**DATASET ROWS:**
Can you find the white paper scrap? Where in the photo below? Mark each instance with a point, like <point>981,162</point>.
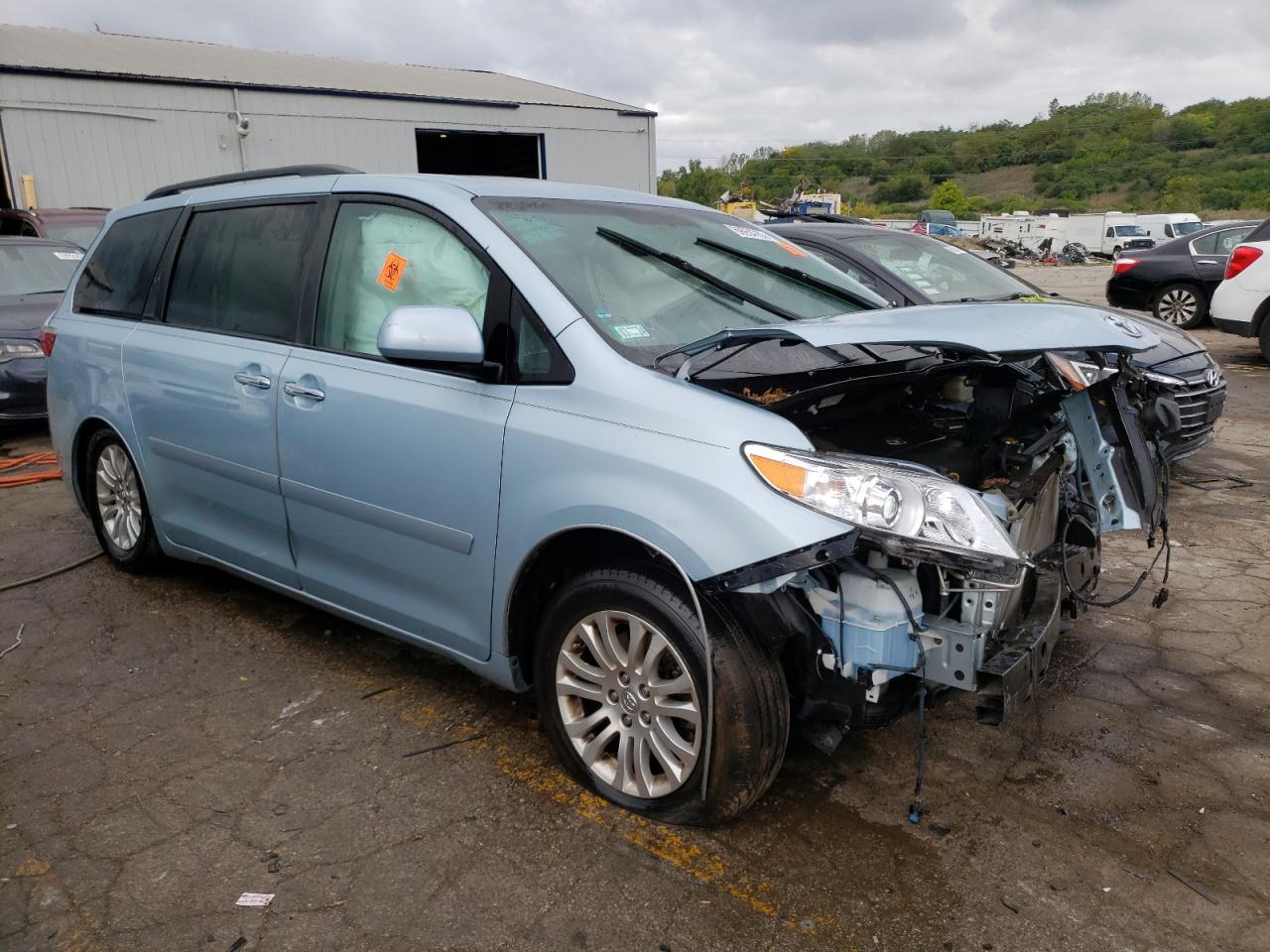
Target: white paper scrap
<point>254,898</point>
* * *
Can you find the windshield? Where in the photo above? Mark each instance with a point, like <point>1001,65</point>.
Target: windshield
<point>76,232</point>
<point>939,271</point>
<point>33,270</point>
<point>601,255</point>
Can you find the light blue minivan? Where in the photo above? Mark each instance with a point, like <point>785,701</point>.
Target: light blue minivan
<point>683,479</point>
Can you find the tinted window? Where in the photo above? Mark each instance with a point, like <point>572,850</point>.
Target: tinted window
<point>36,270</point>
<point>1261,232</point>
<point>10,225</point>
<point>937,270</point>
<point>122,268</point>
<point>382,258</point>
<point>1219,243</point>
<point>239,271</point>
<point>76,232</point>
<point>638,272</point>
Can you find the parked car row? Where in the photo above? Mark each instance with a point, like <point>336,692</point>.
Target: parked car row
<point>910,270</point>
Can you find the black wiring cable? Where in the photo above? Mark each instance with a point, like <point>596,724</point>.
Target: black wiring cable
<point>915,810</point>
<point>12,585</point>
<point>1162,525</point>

**SET TASK:** List each line from the one containing "Can you find the tinted" through the one containing "<point>1162,525</point>", inclusive, as a numbered list, leaving out any blank lines.

**PROBLEM SOLUTION:**
1. Can you find the tinted window? Where in the photo above? Mark each instance with a point, like <point>572,850</point>.
2. Target: tinted window
3. <point>36,270</point>
4. <point>1261,232</point>
5. <point>10,225</point>
6. <point>937,270</point>
7. <point>122,268</point>
8. <point>382,258</point>
9. <point>1219,243</point>
10. <point>239,271</point>
11. <point>76,232</point>
12. <point>638,272</point>
13. Can you find the parked car row? Where in the photo above? Mark each instance with a point, like <point>336,692</point>.
14. Target: parked car row
15. <point>910,270</point>
16. Can you find the black wiring cable? Where in the photo above? Mark each instance with a point, like <point>596,724</point>.
17. Target: black wiring cable
18. <point>915,810</point>
19. <point>12,585</point>
20. <point>1162,525</point>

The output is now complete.